[Collected data]

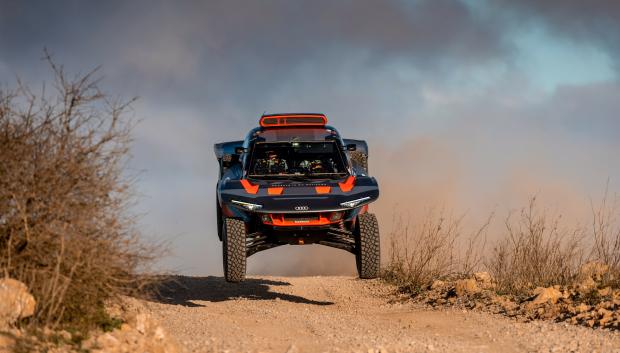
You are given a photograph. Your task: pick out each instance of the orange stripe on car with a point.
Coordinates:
(348, 184)
(275, 190)
(249, 187)
(323, 189)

_PROBLEM REQUIREMENTS_
Convert the listing above into a JSON list of strings with one string per line, skipping blank lines. Leave the picture out of your answer.

_FINAL RESULT_
[
  "You are given a photograph. Your task: pick out each instance of the orange stripe on car with a point.",
  "Coordinates:",
  "(348, 184)",
  "(275, 190)",
  "(249, 187)",
  "(323, 189)"
]